# Document excerpt
= = = = =
Pandemic heightens education discrimination: Tilly’s story

Eight-year-old girl in peach sweater and matching peach-colored cap, smiles, pulling cap over her eyes.

The COVID-19 pandemic and adjustments to schooling brought new challenges for many students. As schools switched to remote learning, and then back to in-person learning, new policies were developed that had a negative impact on many students with disabilities and their families. Tilly Davis was one of those students.

Tilly, who is now almost eight, has a chromosomal abnormality that brings significant developmental delays and some behavior challenges. One-on-one instruction and time with peers are critical to her progress. Distance learning was very difficult for her, and she lost ground during the months the schools were closed. In addition, her mother works in the critical infrastructure supply chain, and both parents found it impossible to do their jobs and provide the support Tilly and her younger sister needed during the day.
= = = = =
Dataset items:
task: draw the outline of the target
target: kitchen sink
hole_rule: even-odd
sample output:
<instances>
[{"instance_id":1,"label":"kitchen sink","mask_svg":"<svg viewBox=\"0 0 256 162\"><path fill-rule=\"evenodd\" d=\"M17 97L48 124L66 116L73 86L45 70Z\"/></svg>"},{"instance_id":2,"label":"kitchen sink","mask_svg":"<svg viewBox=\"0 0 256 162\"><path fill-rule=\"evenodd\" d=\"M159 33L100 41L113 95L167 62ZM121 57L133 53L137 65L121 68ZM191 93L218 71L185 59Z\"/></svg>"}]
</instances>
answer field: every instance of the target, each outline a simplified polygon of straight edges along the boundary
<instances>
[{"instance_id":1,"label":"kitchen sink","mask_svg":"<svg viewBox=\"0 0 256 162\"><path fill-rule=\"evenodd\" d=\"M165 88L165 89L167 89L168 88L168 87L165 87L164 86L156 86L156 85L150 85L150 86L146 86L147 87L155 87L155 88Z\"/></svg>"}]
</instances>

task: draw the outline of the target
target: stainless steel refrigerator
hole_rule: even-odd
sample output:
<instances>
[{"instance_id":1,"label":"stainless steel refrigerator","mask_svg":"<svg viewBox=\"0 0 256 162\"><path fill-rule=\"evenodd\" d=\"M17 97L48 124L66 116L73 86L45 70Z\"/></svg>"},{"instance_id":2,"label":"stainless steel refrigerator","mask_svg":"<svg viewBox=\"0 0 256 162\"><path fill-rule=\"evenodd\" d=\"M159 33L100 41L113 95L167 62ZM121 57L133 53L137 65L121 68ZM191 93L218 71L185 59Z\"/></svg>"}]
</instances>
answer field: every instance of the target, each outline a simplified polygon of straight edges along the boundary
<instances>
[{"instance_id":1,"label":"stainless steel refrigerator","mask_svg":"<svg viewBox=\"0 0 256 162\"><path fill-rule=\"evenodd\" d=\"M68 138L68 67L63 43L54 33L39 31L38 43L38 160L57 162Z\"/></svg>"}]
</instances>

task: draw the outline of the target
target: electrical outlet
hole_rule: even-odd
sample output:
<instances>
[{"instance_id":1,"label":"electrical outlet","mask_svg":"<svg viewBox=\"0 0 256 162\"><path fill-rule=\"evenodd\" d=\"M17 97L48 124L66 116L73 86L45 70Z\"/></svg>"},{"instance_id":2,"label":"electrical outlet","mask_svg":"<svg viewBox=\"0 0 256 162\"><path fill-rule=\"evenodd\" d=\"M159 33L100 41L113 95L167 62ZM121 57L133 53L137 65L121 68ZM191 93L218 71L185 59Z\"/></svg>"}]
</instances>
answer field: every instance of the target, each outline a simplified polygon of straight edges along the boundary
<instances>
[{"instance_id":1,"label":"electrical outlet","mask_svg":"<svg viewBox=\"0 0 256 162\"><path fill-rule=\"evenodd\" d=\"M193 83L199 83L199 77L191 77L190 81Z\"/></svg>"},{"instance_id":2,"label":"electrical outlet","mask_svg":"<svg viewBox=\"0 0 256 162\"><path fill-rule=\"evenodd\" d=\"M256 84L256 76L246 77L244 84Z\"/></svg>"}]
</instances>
= = = = =
# Work item
Condense the paragraph starting "Tilly, who is now almost eight" from the text about Tilly's schooling into a bulleted list that keeps its main facts. These rows were taken from a different source than the text.

# Exercise answer
- Tilly, almost eight, has a chromosomal abnormality causing significant developmental delays and some behavior challenges.
- She depends on one-on-one instruction and time with peers to progress.
- Distance learning was very hard for her, and she lost ground while schools were closed.
- Her mother works in the critical infrastructure supply chain.
- Neither parent could do their job while also supporting Tilly and her younger sister during the day.